# Work item:
Images in the entries are to be skipped, and everything else is to be written out exactly.

# Supplied data:
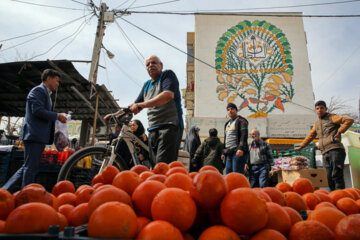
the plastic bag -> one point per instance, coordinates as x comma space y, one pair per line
61, 137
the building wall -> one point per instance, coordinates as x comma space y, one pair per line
261, 65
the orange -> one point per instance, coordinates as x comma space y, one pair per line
176, 170
179, 180
84, 195
145, 175
347, 206
244, 211
328, 216
107, 195
127, 181
62, 187
236, 180
159, 230
157, 177
65, 198
33, 217
283, 187
143, 196
63, 222
176, 164
218, 233
113, 220
139, 169
97, 179
302, 186
175, 206
311, 200
161, 168
141, 223
279, 219
79, 215
208, 189
338, 194
268, 234
262, 194
65, 209
293, 214
311, 230
325, 204
348, 228
323, 197
109, 173
33, 194
208, 167
295, 201
276, 195
7, 203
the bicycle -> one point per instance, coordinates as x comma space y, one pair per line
83, 165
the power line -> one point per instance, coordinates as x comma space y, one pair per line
52, 30
57, 42
290, 6
131, 45
154, 4
49, 6
240, 14
29, 34
77, 34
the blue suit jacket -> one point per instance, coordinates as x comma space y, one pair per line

# Solution for this exercise:
the plastic bag -> one point per instance, coordinates as x comma space y, one pair per line
61, 137
the building wall -> one point per instance, coordinates as x comma space y, one pair per line
261, 65
the orange -> one point per instance, coordinates as x comma space y, one pair per line
176, 170
179, 180
84, 195
145, 175
347, 206
244, 211
328, 216
107, 195
127, 181
62, 187
236, 180
159, 230
157, 177
65, 198
33, 217
283, 187
143, 196
63, 222
176, 164
218, 233
113, 220
139, 169
97, 179
302, 186
175, 206
311, 200
161, 168
141, 223
279, 219
79, 215
208, 189
338, 194
268, 234
262, 194
65, 209
293, 214
311, 230
325, 204
348, 228
323, 197
109, 173
33, 194
208, 167
295, 201
276, 195
7, 203
the bicycle -> one point per instance, coordinates as x comma space y, one pair per line
83, 165
the power line -> one point per instance, coordinates as x comma space y, one pair per line
52, 30
57, 42
290, 6
131, 45
154, 4
49, 6
240, 14
29, 34
77, 34
the blue suit jacket -> one point per instance, coordinates as x comma space y, one pair per line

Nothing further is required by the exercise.